---------- Record list

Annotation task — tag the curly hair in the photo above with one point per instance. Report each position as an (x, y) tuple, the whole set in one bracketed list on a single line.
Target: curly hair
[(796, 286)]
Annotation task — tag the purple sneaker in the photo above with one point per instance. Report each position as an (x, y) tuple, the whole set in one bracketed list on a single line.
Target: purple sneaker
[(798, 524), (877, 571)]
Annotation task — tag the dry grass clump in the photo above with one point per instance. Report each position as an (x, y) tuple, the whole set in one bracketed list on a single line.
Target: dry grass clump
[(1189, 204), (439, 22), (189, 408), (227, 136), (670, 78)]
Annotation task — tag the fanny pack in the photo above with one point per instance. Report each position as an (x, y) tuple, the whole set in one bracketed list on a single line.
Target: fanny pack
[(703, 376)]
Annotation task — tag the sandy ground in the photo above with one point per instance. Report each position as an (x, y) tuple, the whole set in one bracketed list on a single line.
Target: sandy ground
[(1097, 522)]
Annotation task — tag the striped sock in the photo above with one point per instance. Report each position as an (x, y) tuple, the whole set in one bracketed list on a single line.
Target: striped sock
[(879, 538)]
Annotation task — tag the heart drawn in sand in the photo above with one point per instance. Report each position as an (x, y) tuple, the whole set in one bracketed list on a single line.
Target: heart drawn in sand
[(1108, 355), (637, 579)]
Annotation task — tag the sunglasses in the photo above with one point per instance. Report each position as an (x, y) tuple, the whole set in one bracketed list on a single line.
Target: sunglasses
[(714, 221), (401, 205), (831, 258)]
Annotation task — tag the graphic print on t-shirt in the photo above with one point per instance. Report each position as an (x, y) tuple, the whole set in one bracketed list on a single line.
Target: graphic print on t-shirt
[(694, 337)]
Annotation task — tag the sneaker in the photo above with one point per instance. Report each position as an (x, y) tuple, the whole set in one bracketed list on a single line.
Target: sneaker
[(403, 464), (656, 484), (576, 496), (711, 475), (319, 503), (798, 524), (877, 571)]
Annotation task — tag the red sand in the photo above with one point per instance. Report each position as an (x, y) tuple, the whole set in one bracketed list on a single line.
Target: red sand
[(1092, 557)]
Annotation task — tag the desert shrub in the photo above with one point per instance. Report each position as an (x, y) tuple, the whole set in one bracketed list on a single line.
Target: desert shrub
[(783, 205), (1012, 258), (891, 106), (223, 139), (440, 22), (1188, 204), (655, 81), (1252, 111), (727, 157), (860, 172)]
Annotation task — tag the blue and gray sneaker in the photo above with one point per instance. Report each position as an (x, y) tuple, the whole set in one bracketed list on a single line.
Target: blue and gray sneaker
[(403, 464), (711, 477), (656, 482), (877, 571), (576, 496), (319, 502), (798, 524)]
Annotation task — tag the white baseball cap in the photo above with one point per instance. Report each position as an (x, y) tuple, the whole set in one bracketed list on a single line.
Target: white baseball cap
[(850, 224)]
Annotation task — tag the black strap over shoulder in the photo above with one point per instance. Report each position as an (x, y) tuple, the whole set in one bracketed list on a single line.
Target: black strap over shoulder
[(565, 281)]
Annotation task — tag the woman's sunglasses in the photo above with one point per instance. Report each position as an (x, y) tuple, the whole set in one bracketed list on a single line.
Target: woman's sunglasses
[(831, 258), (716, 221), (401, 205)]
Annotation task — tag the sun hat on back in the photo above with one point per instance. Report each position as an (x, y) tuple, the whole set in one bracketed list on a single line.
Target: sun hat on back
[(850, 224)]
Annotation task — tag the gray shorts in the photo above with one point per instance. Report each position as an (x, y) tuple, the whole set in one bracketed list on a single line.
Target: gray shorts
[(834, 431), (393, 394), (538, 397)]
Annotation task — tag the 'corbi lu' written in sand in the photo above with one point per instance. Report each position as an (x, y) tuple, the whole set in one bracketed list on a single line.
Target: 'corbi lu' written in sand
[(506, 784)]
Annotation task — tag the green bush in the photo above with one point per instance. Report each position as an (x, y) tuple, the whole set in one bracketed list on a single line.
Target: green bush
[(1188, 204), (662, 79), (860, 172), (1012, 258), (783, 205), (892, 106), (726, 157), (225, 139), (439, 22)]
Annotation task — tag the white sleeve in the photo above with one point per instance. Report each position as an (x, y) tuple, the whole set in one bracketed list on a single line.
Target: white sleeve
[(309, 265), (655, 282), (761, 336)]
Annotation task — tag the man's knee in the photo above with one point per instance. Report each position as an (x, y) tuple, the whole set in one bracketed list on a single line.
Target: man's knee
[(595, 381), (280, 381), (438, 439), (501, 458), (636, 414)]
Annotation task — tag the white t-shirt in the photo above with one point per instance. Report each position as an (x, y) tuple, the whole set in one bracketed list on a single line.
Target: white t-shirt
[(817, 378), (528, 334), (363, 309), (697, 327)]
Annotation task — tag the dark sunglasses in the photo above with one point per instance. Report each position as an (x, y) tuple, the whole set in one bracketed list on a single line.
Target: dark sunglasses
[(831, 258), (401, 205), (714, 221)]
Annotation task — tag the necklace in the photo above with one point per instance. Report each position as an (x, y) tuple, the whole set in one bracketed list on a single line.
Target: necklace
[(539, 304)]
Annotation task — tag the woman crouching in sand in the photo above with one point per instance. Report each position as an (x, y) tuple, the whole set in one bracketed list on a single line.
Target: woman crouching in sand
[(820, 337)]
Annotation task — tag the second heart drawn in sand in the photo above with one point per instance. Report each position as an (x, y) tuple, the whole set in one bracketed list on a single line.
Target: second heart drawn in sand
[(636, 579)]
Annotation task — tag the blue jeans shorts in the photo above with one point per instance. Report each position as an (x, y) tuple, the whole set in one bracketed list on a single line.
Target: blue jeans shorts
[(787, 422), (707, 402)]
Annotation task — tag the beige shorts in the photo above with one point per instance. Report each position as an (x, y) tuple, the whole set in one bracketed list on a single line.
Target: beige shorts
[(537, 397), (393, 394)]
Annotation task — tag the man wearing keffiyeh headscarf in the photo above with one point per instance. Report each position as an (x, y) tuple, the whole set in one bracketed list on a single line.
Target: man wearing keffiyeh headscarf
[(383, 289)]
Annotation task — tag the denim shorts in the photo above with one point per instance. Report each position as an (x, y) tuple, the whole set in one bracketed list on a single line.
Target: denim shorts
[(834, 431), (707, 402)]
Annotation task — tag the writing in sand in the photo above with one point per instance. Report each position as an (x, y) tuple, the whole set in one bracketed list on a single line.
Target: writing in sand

--------------------

• Task objective:
Please rewrite every record above, replacing "Annotation task" with "Labeling task" and leaving everything else the same.

• Worked solution:
Labeling task — tag the curly hair in the photo above with one point per instance. Report each position as an (x, y) tuple, the whole set in one bracketed list on a single line.
Target: curly hair
[(796, 286)]
Labeling task — tag the purple sneaker in the photo above with one point per instance. Report each position as an (x, y) tuple, the whole set in one bracketed list on a single line.
Target: purple sneaker
[(798, 524), (877, 571)]
Labeling task — tag the dry grass clump in the photo above with one point per instance. Report each position as an (x, y) tuple, the whole set in one bracketed list on a single line.
Target: dry grass clump
[(1189, 204), (439, 22), (189, 408), (227, 136), (670, 78)]
Labeling task — tag the fanny pack in the photo above with one point per instance. Report each position as an (x, y) tuple, the whole set in one bracketed list on a single line.
Target: fanny pack
[(703, 376)]
Labeling task — tag the sandy ground in the photo above with one point per instance. Report each position as an (x, y) tuple, the whole set in one bracketed list on a single line.
Target: sandy ground
[(1097, 522)]
Labeling task — tag the striped sock in the photo above with one point per instance. Report each position as an (x, y) tuple, the whole set in one bracketed list on a single line.
Target: striped sock
[(879, 538)]
Labeling task — tag the heart drawn in sand in the photo above with one point per instance. Report each position as an (x, y) tuple, the whole set in one bracketed list on a single line.
Target: heart drawn in sand
[(1108, 355), (637, 579)]
Labeling task — tag the sunglasses in the photo above with one point per instance. Report each position as an (x, y) tuple, the whole set in one bracketed list on a single line.
Target: sunglasses
[(714, 221), (401, 205), (831, 258)]
Labeling task — tag the graphic print on t-shirt in the photo above with one point per instance. Report each position as an (x, y) tuple, the whole set in one bracketed list on a single line.
Target: graphic print on t-shirt
[(694, 337)]
Labeling task — tag the sneaker in the photo above with one point per instance. Report each position as an (x, y) tuple, the whole set in one bracketed list on a single line.
Target: sneaker
[(403, 464), (656, 484), (576, 496), (711, 475), (319, 503), (798, 524), (877, 571)]
Labeling task — tag the red sand in the photo above with one point per instance. Report each position as an (x, y) tuple, the whole set in one bracketed list on a single line.
Target: red sand
[(1092, 557)]
Labeling task — tag the desert shrub in the photo above with one point per instance. Report each position as an (x, y) tuple, the whole set in one bracketed list on a single line.
Target: desert shrub
[(783, 205), (1012, 258), (891, 106), (223, 139), (440, 22), (1188, 204), (655, 81), (1252, 111), (727, 157), (860, 172)]
Labeling task — tag the blue and gray sneaker in the photo above with one point per instance. Report each position as an (x, y) tuple, the whole set in one bracketed list on a single line.
Target: blue and gray sneaker
[(403, 464), (711, 477), (656, 482), (877, 571), (576, 496), (319, 502), (798, 524)]
Labeling task — tag the white baseball cap in the photo above with one point per instance. Report each position as an (x, y) tuple, the whole set in one bracketed list on a single line.
Target: white baseball cap
[(850, 224)]
Labeling task — tag the black strap over shoulder in the photo above with one point per instance. Report each position as an (x, y) tuple, the whole set in one bracketed list on a single line.
Target: black strap over shoulder
[(565, 281)]
Labeling task — tag the woman's sunglasses in the photo above with one point per instance. Report each position as an (x, y) tuple, the whole set in one bracketed list on a single line.
Target: woman's sunglasses
[(831, 258), (716, 221), (401, 205)]
Labeling task — tag the sun hat on back in the photo above with one point per instance. Report each position as an (x, y) tuple, the whole set in one bracketed list on a single line.
Target: sun hat on back
[(850, 224)]
Labeling task — tag the gray shorts in the photo above with one point per instance. Report each position as an (x, y) tuple, the whole set in one bracketed list on a single line.
Target: gray shorts
[(834, 431), (393, 394), (538, 397)]
Labeling task — tag the 'corbi lu' written in sand in the photo above with one point per instance. Report each position as an (x, y) tuple, the whole set in one bracketed list on a single line.
Target: 'corbi lu' written in sand
[(506, 784)]
Labeling task — tag the green bush in the photo above with one point per instance. Report each position as an (x, y) tuple, the whole set in one bracketed list on a single line.
Target: green bush
[(1188, 204), (662, 79), (860, 172), (1012, 258), (783, 205), (892, 106), (726, 157), (225, 139), (439, 22)]
Labeling task — tag the white sleeve in the photo above with one point per instance. Report each position as an (x, y) tuple, the whole set in one bracketed list on a single line.
Target: white sleeve
[(309, 265), (655, 282), (761, 336)]
Labeling task — tag the man's knee in the photo above with one point per instance. Report each position as an (x, y) tuple, the whole set in one bracketed list on a single line.
Target: man's knee
[(595, 381), (280, 381), (438, 439), (501, 458), (636, 414)]
Labeling task — tag the white t-shirt in the photo above with one point per instance. Report each position as an (x, y) tuple, the whole set in one bracketed list on a single line.
Target: white t-shirt
[(817, 378), (528, 334), (363, 309), (697, 327)]
Labeling task — tag the dark sunglasses in the photo above with one point per instance. Report each position as an (x, y) tuple, the whole set in one bracketed list on a single line.
Target: dark sunglasses
[(831, 258), (401, 205), (714, 221)]
Labeling task — tag the necklace in the photo above with one point per instance. Report each position as an (x, y) tuple, the whole set in one bracketed list on a single line.
Target: necklace
[(539, 304)]
Labeling task — tag the woman crouching in sand in the photo above with one point per instance. Report each position as an (x, y) tuple, the whole set in one bracketed list on a single line.
Target: woman crouching in sand
[(820, 337)]
Labeling task — tag the second heart drawn in sand in the photo above with one point per instance. Report each position as an (x, y) tuple, the whole set in one bracketed list on a single line.
Target: second heart drawn in sand
[(636, 579)]
Labeling task — tag the blue jeans shorts in the photo above with one point per instance. Report each position as an (x, y) tuple, the whole set in one bracketed list on a single line.
Target: blue jeans shorts
[(787, 422), (707, 402)]
Labeling task — tag the beige shorts in the photo above with one point per instance. Report each position as an (x, y) tuple, the whole set in one bracketed list on a single line.
Target: beige shorts
[(537, 397), (393, 394)]
Labeling task — tag the man wearing keffiyeh headscarf in the photo above with one point per instance. Report each position as an (x, y) tuple, the whole set in one bracketed list on a single line.
Target: man wearing keffiyeh headscarf
[(383, 289)]
Labeling task — tag the denim shorts in the photo above with one point per instance. Report each position as an (x, y) tuple, the whole set in one bracketed list on a single line.
Target: denim shorts
[(834, 431), (707, 402)]
Labeling task — tag the writing in sand in the photo above with one point per instance. Report each position as an (x, y) tuple, the whole set in one bracketed list on a single line.
Target: writing in sand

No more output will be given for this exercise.